§ **Supplied text**:

Remember the supposed plot to blow up the Brooklyn Bridge in 2003? Ilyman Faris was an FBI agent who, according to The Telegraph, was "ordered to scout out terror targets, including the New York landmark."
Then there is Shahawar Matin Siraj, who was coaxed into a plan to blow up the Herald Square subway station in 2004. But Siraj claims he was incited to do so by Osama Eldawoody, a NYPD informant.
What about the FBI's 2004 "sting operation involving a fake plot to kill Pakistan's ambassador to the United Nations" targeting Mohammed Hossain and Imam Yassin Aref?
This pattern of law enforecement officials relying on traps to foil terrorist attacks continues dozens of more times to the present incident in which Quazi Mohammed Rezwanul Ahsan Nafis was contacted by the FBI and given the materials to build a bogus bomb.
In fact, last year a couple of articles were published on the extent of these law enforcement stings, and whether they are foiling plots, or engineering them.
One was by Mother Jones' Trevor Aaronson. In his article "The Informants" Aaronson asks: "The FBI has built a massive network of spies to prevent another domestic attack. But are they busting terrorist plots—or leading them?"
The other article was published by The Guardian's Paul Harris. Like Aaronson, in Harris's article, "Fake terror plots, paid informants: the tactics of FBI 'entrapment' questioned," he reports on how the "bureau is running a sting operation across America, targeting vulnerable people by luring them into fake terror plots."
It's not just Muslims who are being pulled in to these phony stings. Just last month Rolling Stone magazine wrote on an FBI sting operation in Cleveland targeting Occupy members. In her article "The Plot Against Occupy; How the government turned five stoner misfits into the world's most hapless terrorist cell," Sabrina Rubin Erdely writes that, "Nothing was destined to blow up that night, as it turns out, because the entire plot was actually an elaborate federal sting operation."
Perhaps these incidences should be approached from an economic stand point. One of the most basic features of market economics is Supply and Demand, a model used to show how prices are determined, how many goods and services are produced, how large the work force is, and so on. If supply is high and demand is low then prices will be low. If supply is low and demand is high then prices will be high. If you want to be a seller what you want to do is sell something everyone wants (e.g. I would like a self-cleaning house, or a tree that really does grow money). But the last thing you want to sell is something no one wants. When there is no demand—like shit-flavored ice cream—there is no supply. It's pretty straightforward.
At this point you probably see where I am going with this: What does it say about the threat of "terrorism" when the demand is high (on the part of a government who seems to constantly want to scare us but then reassure us that they are protecting us), but the supply is so low that the FBI has to manufacture it?

§ **Written instruction A**: Copy verbatim the passage of the FBI terror stings text running from "Then there is" to "a bogus bomb.".

§ **Supplied data**:
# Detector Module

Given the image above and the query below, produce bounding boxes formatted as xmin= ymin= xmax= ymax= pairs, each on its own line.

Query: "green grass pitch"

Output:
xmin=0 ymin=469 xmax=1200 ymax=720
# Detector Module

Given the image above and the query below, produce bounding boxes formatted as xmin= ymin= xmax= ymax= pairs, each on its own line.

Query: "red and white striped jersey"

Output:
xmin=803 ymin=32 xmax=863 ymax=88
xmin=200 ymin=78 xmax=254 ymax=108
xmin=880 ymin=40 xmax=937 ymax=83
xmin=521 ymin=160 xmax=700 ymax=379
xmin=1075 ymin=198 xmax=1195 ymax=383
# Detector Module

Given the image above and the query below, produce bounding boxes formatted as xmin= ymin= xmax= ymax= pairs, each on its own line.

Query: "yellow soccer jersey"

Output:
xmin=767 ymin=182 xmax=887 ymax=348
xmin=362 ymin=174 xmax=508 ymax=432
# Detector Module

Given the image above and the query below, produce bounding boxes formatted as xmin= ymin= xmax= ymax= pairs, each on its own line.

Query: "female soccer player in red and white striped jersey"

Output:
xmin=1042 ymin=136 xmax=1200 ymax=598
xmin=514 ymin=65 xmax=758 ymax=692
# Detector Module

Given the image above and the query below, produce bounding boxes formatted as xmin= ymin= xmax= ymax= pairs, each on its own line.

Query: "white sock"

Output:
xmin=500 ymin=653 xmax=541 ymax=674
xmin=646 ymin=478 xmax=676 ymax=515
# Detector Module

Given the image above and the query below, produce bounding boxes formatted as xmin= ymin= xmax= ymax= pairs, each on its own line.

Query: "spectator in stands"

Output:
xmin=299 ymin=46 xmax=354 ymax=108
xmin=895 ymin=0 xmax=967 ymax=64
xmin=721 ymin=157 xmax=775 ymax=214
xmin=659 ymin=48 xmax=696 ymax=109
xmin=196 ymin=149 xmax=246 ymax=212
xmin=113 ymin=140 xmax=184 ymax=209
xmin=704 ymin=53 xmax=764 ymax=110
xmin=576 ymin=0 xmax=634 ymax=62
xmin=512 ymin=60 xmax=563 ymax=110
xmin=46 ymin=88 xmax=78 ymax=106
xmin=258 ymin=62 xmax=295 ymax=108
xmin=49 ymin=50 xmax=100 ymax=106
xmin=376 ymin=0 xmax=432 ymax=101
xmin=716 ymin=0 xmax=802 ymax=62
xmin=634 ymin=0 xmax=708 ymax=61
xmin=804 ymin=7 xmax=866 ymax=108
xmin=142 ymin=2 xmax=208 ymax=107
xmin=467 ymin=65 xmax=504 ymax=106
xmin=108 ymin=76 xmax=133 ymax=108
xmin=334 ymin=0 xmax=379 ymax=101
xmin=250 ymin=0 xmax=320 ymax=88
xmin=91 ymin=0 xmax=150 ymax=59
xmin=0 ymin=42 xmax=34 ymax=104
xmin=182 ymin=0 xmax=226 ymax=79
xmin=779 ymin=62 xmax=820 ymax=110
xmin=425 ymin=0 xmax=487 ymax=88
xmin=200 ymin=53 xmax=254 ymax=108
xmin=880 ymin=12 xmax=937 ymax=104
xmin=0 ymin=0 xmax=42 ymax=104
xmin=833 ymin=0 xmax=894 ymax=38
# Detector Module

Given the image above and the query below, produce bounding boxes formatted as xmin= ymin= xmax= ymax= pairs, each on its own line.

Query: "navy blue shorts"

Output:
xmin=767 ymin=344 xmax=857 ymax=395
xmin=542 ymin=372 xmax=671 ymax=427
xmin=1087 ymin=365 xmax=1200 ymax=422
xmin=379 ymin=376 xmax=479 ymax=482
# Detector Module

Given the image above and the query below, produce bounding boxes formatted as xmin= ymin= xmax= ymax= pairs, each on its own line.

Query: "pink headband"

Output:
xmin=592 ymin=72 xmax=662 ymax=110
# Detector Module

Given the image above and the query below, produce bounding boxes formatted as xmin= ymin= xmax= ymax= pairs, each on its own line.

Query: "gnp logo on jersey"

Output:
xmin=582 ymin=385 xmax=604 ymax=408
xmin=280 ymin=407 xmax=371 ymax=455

--

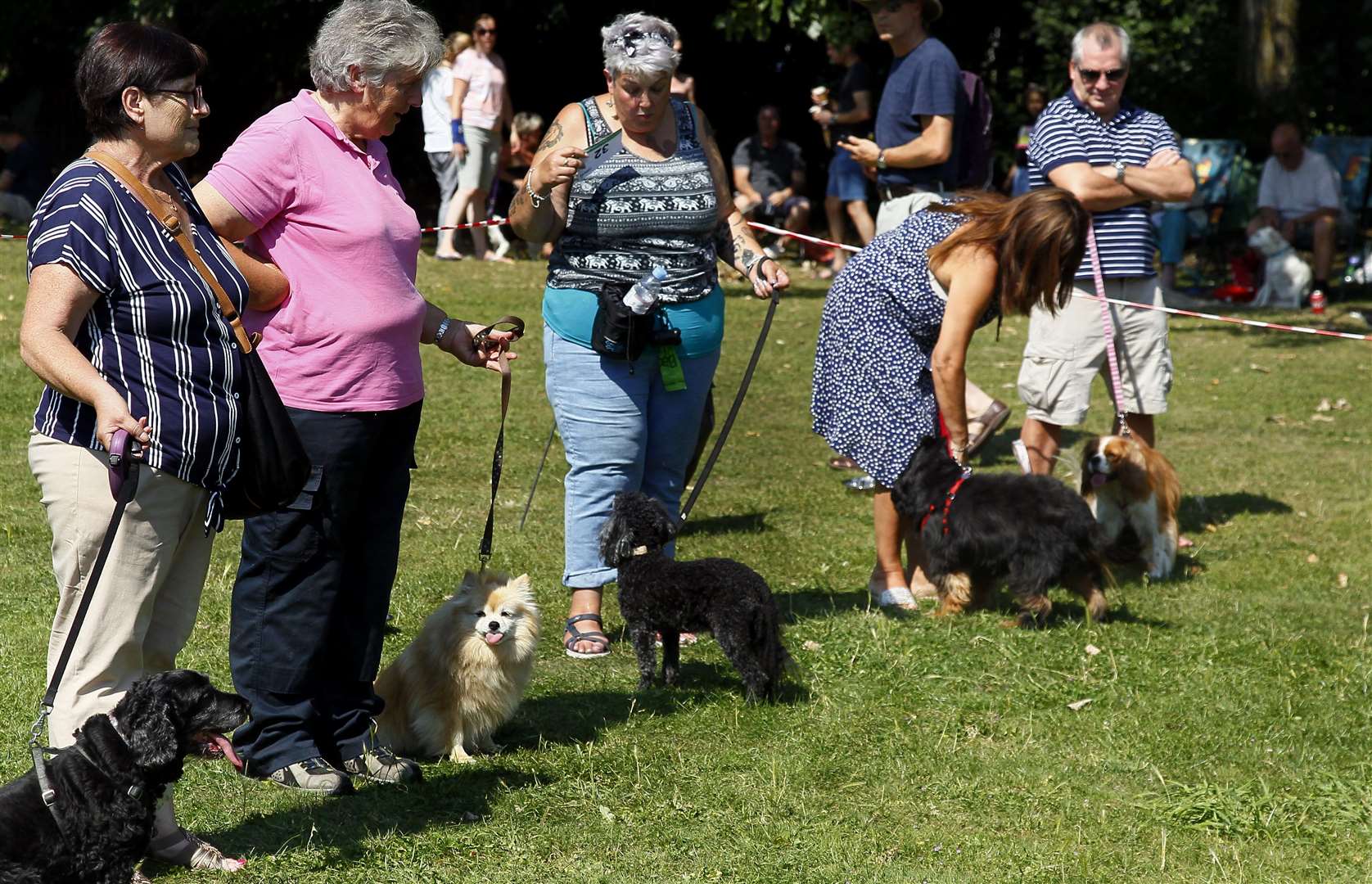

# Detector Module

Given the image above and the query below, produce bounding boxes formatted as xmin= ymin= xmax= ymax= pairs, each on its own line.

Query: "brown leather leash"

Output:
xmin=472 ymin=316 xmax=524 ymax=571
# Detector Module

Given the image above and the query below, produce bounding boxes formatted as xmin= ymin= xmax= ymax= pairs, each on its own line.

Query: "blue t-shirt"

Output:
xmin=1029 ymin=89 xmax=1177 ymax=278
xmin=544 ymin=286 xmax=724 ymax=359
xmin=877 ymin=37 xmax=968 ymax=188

* * *

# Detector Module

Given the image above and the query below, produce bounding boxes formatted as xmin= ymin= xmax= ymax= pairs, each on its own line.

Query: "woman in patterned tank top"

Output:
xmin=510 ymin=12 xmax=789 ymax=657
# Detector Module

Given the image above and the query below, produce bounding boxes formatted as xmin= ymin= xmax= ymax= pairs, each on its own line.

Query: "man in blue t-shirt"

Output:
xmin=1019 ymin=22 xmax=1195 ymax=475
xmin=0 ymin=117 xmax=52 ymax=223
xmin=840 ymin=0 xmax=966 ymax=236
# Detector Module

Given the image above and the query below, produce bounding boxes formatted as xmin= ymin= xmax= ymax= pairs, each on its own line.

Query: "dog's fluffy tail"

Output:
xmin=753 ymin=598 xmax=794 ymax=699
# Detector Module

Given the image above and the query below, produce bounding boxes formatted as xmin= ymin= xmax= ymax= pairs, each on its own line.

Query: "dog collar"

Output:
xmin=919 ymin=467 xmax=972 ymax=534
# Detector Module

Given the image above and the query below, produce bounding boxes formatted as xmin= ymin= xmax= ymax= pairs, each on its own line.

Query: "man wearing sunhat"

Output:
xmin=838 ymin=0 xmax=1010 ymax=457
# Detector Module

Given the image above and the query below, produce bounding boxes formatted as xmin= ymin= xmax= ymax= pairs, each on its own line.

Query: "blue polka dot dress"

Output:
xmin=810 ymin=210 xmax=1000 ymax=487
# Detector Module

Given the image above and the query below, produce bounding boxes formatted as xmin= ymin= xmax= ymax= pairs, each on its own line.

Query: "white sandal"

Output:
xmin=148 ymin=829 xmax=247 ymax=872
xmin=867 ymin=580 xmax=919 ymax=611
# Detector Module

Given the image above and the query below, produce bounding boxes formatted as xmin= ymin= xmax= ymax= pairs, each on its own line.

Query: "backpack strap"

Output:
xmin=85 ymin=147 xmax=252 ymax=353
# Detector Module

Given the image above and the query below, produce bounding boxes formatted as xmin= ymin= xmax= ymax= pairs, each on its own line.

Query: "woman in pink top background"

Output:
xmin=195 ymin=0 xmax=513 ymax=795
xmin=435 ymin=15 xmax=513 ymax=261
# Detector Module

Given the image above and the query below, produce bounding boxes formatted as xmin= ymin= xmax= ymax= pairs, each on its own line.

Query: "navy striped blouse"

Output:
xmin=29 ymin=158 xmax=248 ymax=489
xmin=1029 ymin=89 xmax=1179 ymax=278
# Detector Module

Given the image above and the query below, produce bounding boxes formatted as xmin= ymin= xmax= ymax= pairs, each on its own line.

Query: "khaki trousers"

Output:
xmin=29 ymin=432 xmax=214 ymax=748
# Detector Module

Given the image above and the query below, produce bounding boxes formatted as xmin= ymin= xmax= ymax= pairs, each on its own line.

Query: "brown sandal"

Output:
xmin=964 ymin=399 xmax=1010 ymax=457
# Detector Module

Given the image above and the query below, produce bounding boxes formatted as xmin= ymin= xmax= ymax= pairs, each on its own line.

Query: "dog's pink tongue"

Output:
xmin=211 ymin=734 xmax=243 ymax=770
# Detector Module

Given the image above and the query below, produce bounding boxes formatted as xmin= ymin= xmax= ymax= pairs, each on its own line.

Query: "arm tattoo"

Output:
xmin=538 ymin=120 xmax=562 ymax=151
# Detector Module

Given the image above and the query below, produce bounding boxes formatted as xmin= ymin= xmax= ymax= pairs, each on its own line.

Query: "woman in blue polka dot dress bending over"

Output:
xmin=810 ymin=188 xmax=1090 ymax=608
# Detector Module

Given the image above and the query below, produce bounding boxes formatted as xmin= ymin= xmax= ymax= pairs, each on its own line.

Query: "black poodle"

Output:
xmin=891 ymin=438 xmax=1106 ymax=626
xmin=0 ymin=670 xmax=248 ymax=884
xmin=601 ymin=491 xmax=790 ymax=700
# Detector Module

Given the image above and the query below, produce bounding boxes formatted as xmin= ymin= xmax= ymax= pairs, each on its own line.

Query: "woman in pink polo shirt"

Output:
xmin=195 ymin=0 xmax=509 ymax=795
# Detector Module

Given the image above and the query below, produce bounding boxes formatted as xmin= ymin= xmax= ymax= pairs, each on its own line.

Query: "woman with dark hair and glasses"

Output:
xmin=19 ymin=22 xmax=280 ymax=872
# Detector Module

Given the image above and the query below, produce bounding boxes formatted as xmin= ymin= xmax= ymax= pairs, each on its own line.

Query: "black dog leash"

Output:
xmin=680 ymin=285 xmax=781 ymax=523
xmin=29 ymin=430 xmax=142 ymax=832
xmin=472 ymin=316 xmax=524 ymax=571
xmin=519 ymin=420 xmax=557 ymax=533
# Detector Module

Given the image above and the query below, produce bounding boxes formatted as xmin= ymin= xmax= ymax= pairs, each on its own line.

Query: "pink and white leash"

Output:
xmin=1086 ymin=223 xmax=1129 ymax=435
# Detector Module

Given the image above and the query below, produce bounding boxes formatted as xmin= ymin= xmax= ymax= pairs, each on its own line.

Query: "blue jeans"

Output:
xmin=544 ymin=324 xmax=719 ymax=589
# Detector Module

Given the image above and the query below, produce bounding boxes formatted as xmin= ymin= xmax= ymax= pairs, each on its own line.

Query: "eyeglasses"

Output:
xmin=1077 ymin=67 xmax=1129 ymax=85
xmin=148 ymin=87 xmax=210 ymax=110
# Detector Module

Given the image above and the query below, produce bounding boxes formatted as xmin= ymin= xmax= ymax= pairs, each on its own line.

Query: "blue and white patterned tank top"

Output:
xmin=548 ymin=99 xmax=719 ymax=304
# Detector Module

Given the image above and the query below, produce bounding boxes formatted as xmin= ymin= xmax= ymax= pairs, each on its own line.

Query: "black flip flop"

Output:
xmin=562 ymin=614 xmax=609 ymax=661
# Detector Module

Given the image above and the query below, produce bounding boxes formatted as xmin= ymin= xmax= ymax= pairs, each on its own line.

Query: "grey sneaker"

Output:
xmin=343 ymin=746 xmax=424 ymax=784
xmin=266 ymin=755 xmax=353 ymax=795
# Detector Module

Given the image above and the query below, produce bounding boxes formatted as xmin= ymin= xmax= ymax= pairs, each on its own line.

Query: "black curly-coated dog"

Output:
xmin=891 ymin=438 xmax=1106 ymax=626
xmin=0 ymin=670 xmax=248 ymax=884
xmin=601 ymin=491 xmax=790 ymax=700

§ **Written instruction B**: Count the lines in the entries that contain the case-sensitive string "black", and reply with the number only.

§ **Expected output A**:
Then there is Shahawar Matin Siraj, who was coaxed into a plan to blow up the Herald Square subway station in 2004. But Siraj claims he was incited to do so by Osama Eldawoody, a NYPD informant.
What about the FBI's 2004 "sting operation involving a fake plot to kill Pakistan's ambassador to the United Nations" targeting Mohammed Hossain and Imam Yassin Aref?
This pattern of law enforecement officials relying on traps to foil terrorist attacks continues dozens of more times to the present incident in which Quazi Mohammed Rezwanul Ahsan Nafis was contacted by the FBI and given the materials to build a bogus bomb.

§ **Expected output B**: 4